* WHAT IS REQUIRED
Tally the lines in the listing below that contain the string "black", counting only exact matches of letter case. Give the number alone.

[An excerpt from a dataset]
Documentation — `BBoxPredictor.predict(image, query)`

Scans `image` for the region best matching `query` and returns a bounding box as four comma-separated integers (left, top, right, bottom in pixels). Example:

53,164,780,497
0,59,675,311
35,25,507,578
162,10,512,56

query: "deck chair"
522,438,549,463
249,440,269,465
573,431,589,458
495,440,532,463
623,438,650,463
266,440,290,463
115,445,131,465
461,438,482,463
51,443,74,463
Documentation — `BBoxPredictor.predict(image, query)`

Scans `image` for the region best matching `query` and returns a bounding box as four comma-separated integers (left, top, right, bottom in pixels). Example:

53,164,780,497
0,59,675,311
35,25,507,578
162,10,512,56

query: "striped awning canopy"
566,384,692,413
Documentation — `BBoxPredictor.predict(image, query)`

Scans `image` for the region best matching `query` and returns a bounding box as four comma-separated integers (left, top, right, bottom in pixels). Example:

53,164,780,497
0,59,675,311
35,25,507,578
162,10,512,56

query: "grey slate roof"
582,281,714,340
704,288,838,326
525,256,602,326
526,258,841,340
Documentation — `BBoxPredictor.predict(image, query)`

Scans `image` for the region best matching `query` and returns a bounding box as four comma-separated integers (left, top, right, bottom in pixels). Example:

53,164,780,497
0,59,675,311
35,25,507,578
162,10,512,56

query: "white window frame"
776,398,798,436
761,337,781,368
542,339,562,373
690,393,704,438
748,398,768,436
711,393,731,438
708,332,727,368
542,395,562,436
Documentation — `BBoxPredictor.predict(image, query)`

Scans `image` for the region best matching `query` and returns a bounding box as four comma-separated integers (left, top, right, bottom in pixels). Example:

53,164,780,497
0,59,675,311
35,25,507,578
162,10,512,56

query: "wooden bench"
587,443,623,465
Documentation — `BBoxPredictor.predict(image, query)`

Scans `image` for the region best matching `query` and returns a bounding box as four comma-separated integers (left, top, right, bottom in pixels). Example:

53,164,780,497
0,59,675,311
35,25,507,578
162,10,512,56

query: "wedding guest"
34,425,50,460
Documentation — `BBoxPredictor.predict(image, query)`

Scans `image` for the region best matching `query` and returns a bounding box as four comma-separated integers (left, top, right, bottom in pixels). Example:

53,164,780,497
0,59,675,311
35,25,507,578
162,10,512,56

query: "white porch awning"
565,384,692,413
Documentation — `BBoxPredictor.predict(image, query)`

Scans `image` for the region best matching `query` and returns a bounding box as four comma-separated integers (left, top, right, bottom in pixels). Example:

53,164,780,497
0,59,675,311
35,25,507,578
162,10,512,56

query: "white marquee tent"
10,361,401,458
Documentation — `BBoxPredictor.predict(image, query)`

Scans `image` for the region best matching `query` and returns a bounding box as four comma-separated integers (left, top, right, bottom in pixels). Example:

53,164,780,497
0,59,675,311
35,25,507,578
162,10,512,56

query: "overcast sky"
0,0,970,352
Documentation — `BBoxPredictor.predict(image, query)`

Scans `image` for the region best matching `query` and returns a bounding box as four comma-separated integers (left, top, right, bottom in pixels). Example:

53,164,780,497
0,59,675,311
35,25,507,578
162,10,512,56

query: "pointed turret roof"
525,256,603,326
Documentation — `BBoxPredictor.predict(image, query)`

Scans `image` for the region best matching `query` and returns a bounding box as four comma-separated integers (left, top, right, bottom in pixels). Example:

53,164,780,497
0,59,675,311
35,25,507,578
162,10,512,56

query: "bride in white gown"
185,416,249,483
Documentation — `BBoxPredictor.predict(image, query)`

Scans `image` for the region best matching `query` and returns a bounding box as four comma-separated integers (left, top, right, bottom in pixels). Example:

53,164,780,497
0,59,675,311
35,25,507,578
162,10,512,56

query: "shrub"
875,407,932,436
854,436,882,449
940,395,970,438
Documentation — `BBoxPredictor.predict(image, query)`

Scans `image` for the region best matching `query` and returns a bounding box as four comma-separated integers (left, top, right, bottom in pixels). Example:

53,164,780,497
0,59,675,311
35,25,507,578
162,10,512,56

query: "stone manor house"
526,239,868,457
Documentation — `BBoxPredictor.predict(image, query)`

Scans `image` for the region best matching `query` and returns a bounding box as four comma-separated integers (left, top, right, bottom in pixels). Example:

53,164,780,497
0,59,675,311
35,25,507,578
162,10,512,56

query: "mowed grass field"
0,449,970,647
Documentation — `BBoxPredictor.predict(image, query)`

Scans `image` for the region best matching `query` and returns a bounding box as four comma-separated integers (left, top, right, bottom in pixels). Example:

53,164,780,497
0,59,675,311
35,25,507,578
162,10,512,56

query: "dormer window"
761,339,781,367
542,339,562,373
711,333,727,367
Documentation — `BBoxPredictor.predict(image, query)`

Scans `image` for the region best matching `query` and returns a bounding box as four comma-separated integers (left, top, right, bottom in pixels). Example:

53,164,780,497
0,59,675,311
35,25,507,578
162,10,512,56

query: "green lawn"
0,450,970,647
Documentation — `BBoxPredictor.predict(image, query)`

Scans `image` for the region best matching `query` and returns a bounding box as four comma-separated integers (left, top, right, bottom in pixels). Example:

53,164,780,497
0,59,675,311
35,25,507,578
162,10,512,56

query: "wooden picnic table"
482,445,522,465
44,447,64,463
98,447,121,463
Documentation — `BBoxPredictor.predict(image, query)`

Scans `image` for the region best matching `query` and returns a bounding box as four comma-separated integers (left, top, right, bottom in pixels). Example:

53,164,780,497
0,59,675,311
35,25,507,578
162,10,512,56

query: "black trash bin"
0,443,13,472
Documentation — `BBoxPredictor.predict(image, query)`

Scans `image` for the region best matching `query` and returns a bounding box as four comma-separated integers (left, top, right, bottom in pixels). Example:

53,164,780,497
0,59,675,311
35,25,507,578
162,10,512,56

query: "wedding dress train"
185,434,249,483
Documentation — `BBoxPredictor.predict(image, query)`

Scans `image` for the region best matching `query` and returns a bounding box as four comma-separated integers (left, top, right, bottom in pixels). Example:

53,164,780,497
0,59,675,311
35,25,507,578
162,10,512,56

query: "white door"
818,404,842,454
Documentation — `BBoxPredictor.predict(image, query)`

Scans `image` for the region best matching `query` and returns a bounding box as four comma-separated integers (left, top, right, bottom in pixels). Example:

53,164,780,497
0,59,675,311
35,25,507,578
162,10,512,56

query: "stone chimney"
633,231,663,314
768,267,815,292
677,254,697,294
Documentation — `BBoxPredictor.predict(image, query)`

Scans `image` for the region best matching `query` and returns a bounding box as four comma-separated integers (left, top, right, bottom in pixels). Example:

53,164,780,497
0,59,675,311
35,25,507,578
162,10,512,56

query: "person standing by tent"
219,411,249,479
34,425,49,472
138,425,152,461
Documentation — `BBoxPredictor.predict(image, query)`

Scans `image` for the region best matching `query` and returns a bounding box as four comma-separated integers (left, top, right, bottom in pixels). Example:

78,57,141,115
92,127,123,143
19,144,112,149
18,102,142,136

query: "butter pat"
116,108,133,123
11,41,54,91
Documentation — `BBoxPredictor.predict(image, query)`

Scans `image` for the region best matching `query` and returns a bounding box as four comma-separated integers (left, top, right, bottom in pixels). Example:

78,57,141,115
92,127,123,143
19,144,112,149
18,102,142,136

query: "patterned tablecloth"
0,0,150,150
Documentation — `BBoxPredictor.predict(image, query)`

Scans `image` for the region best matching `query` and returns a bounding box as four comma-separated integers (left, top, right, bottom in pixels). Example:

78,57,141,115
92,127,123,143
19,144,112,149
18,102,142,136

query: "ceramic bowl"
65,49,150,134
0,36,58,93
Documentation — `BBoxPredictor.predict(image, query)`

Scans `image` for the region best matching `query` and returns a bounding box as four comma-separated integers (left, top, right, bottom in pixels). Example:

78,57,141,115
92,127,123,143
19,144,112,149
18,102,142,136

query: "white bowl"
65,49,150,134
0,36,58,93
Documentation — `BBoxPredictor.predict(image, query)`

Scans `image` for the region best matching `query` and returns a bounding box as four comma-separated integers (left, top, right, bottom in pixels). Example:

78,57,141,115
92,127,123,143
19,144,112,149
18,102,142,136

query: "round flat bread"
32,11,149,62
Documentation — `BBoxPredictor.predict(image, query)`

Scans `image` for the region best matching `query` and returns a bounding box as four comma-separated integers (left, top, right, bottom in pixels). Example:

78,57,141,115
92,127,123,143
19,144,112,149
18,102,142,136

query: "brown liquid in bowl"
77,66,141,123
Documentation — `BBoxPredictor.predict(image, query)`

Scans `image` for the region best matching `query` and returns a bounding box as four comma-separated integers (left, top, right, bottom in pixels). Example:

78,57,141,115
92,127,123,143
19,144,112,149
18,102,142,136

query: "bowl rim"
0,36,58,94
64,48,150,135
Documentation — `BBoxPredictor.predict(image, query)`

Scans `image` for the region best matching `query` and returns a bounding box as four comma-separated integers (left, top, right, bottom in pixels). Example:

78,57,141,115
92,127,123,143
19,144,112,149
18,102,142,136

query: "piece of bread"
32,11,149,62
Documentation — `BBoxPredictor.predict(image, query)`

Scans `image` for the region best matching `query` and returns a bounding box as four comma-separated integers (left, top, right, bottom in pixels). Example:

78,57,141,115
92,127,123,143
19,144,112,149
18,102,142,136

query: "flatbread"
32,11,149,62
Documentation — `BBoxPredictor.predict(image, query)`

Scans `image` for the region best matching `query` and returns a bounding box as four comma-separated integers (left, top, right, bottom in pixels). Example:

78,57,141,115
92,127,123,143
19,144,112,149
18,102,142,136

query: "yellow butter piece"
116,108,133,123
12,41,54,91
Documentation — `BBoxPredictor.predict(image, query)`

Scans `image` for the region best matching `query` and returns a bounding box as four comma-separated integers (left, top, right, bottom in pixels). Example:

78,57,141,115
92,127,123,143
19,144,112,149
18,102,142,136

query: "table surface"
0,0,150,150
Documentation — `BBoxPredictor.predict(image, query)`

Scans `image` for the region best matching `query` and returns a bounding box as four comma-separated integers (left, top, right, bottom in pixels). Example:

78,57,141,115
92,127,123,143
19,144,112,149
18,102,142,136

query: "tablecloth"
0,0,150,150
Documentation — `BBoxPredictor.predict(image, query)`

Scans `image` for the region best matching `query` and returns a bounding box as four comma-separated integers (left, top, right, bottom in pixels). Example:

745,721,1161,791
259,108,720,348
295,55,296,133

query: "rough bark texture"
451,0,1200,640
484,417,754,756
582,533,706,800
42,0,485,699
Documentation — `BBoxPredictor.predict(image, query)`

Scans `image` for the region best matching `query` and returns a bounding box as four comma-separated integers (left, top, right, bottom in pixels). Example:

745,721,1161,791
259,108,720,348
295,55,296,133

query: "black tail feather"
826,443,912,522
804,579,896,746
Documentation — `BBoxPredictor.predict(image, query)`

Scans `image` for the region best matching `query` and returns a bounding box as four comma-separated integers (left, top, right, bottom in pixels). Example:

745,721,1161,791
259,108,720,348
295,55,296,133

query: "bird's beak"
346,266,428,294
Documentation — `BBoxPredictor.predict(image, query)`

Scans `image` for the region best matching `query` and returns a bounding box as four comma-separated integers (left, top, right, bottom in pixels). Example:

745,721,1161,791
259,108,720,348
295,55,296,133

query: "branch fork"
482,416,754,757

* TASK OUTPUT
2